### Problem A
Reproduce the whole blog post below word for word.

* begin Reading passage *

Wednesday 4 November 2015

An interesting point of view...

I'm currently reading The Innovators, by Steve Jobs biographer, Walter Isaacson. It really is a brilliant book. The story in the book is that each chapter is a different evolution step in the history of computing. Where I am at now is that the computer has been invented. We are in the 70's and about to leap forward.

What I read last night is that Nolan Bushnell is starting to play about, and starting an evolution which shall soon end up with his developing Pong and founding Atari! The first thing he does is get a Data General Super Nova machine and tries to play about with them, to get his first game working. Keen readers will know, our friends in Soul of New Machine are trying to build a successor to this machine. [Im skipping over the Eclipse, as that is basically vaporware IMHO!]

This Super Nova machine is described by Isaacson as looking like a fridge. But he said that the Super Nova was slow and hard to use. So Bushnell moved on, and eventually came to the idea that he would build hardware, and go the coin-op route, and put the arcade machines in bars. Before he did this, the idea of computer games at homes and also of arcade machines basically did not exist.

This evolution is huge for the modern world of computing. Games and Graphics become a new driver of hardware and software. The computer begins to evolve beyond offices and databases. It's interesting in that light, our friends at Data General lost their battle before they even started. Their machine was doomed to fail for reasons outside of their control. This is a touch harsh, as the machine they built did well. But the market is served and the company themselves was already doomed.

* end Reading passage *
* begin Input data *

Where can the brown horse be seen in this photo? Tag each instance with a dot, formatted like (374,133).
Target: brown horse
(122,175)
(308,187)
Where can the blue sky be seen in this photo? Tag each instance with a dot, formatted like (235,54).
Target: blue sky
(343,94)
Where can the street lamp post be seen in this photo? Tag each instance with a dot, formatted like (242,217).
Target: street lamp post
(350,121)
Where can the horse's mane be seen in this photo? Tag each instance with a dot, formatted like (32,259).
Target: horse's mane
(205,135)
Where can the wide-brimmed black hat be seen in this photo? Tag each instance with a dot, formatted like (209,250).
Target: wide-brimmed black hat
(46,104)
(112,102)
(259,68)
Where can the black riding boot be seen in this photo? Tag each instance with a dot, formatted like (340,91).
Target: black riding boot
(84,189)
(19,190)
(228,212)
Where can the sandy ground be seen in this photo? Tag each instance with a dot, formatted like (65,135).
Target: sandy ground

* end Input data *
* begin Input data *

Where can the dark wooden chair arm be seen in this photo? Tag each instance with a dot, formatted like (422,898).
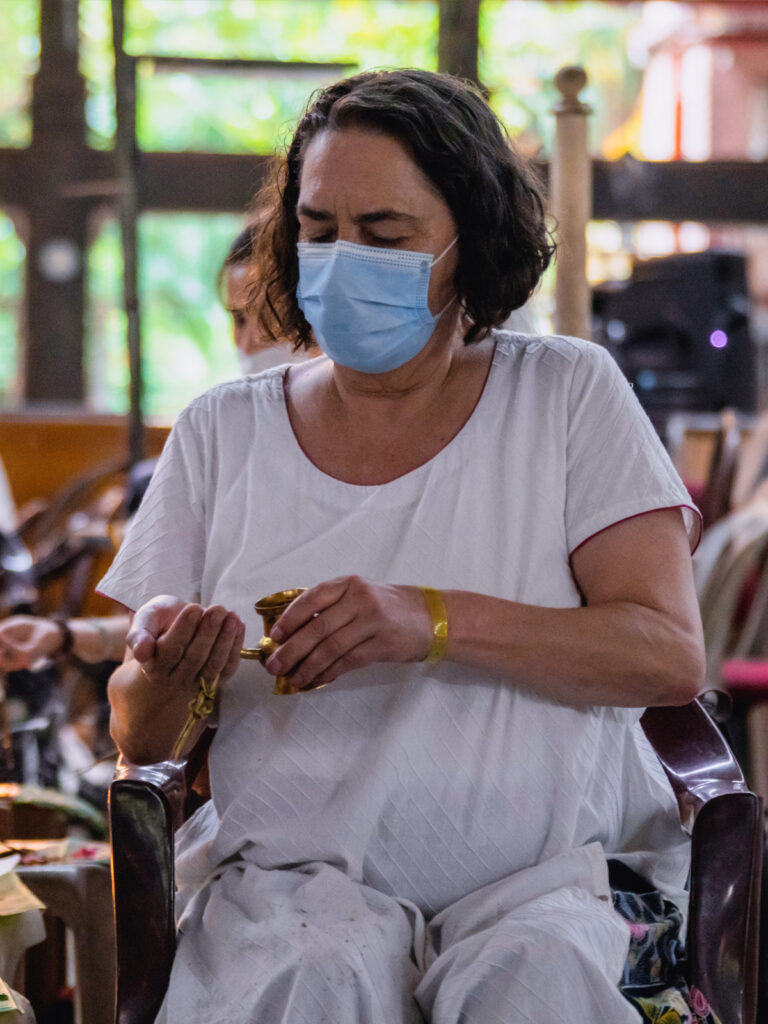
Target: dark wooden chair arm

* end Input data *
* begin Input data *

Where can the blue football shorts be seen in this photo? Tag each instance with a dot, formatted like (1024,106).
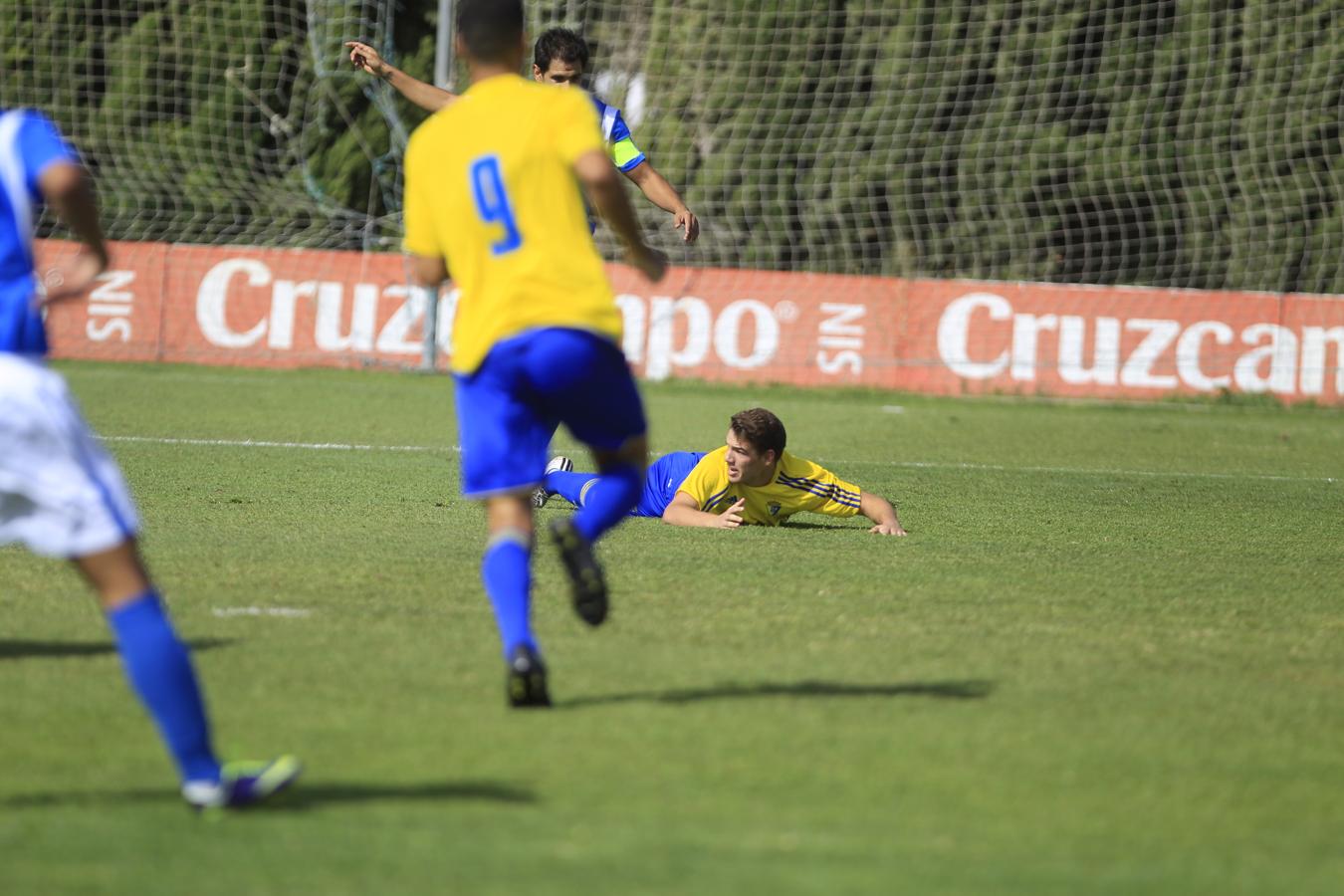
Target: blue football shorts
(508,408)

* end Input data *

### Problem B
Please write out the entries from the line containing "Where can the dark" through the line containing "Target: dark wooden chair arm", both lines included, with no changes, and leave out any pictures.

### Exercise output A
Wednesday 4 November 2015

An interesting point of view...

I'm currently reading The Innovators, by Steve Jobs biographer, Walter Isaacson. It really is a brilliant book. The story in the book is that each chapter is a different evolution step in the history of computing. Where I am at now is that the computer has been invented. We are in the 70's and about to leap forward.

What I read last night is that Nolan Bushnell is starting to play about, and starting an evolution which shall soon end up with his developing Pong and founding Atari! The first thing he does is get a Data General Super Nova machine and tries to play about with them, to get his first game working. Keen readers will know, our friends in Soul of New Machine are trying to build a successor to this machine. [Im skipping over the Eclipse, as that is basically vaporware IMHO!]

This Super Nova machine is described by Isaacson as looking like a fridge. But he said that the Super Nova was slow and hard to use. So Bushnell moved on, and eventually came to the idea that he would build hardware, and go the coin-op route, and put the arcade machines in bars. Before he did this, the idea of computer games at homes and also of arcade machines basically did not exist.

This evolution is huge for the modern world of computing. Games and Graphics become a new driver of hardware and software. The computer begins to evolve beyond offices and databases. It's interesting in that light, our friends at Data General lost their battle before they even started. Their machine was doomed to fail for reasons outside of their control. This is a touch harsh, as the machine they built did well. But the market is served and the company themselves was already doomed.

### Exercise output B
Where can the dark wooden chair arm be seen in this photo? Tag each instance with a dot, formatted like (422,898).
Target: dark wooden chair arm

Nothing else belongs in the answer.